EXERCISE TASK | Retype every one of the rows below, character for character.

[Location labeling records]
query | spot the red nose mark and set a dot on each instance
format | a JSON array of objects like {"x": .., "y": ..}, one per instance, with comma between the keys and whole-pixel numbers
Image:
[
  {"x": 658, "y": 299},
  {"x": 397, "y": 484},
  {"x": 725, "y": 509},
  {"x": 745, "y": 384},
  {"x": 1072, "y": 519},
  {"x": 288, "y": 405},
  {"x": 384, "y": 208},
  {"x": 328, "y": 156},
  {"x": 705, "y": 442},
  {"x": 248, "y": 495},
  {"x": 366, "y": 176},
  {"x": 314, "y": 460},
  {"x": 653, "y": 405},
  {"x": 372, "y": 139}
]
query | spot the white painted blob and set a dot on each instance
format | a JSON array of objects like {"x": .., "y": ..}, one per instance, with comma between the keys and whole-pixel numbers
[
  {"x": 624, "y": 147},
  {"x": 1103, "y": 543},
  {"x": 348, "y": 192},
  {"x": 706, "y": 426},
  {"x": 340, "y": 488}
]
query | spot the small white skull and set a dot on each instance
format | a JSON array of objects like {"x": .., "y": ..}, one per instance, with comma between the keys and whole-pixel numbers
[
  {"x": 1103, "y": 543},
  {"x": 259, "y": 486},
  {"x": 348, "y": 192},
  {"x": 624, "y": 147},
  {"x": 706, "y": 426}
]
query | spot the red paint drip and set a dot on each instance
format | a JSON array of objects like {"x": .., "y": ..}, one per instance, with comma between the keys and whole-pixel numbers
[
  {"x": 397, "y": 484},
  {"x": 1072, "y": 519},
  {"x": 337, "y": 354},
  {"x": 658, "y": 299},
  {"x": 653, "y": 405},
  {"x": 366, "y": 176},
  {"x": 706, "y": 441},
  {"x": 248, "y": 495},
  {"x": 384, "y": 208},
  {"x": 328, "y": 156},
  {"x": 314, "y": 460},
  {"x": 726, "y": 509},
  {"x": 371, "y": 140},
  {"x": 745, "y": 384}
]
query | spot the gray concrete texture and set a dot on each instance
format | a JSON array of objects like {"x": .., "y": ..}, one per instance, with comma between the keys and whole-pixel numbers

COMPLETED EXERCISE |
query | spot the red nose mark and set a dot on each instance
format | a JSON array of objects like {"x": .., "y": ..}, one per instance, with comma between the keys and whole-pixel numbers
Image:
[
  {"x": 658, "y": 299},
  {"x": 397, "y": 484},
  {"x": 725, "y": 509},
  {"x": 745, "y": 384},
  {"x": 1072, "y": 519},
  {"x": 288, "y": 405},
  {"x": 384, "y": 208},
  {"x": 328, "y": 156},
  {"x": 705, "y": 442},
  {"x": 248, "y": 495},
  {"x": 366, "y": 176},
  {"x": 314, "y": 460},
  {"x": 653, "y": 405},
  {"x": 372, "y": 139}
]
query | spot the white painted blob and set a dot on each instance
format | a JSON array of objects like {"x": .., "y": ..}, one per instance, with comma between the keys and whole-pixel numbers
[
  {"x": 624, "y": 147},
  {"x": 1103, "y": 543},
  {"x": 348, "y": 192},
  {"x": 706, "y": 426},
  {"x": 340, "y": 488}
]
query | spot the small white skull and set a dot on each instance
format | a JSON array of objects like {"x": .., "y": ..}, one per instance, with comma between the keys and whole-pixel numbers
[
  {"x": 1103, "y": 543},
  {"x": 259, "y": 486},
  {"x": 348, "y": 192},
  {"x": 624, "y": 147},
  {"x": 706, "y": 426}
]
query | spot the red paint drip and set a dot on each instance
format | a JSON array of objects like {"x": .., "y": ..}, one per instance, with comma between the keys and whole-pixel numbers
[
  {"x": 397, "y": 484},
  {"x": 1072, "y": 519},
  {"x": 337, "y": 354},
  {"x": 658, "y": 299},
  {"x": 653, "y": 405},
  {"x": 366, "y": 176},
  {"x": 706, "y": 441},
  {"x": 248, "y": 495},
  {"x": 384, "y": 208},
  {"x": 328, "y": 156},
  {"x": 314, "y": 460},
  {"x": 726, "y": 509},
  {"x": 371, "y": 140},
  {"x": 745, "y": 384}
]
query | spot the gray concrete texture and set a dot on each instance
format | a JSON array of objects like {"x": .., "y": ..}, one per instance, with comma between the keys and whole-pixel numbers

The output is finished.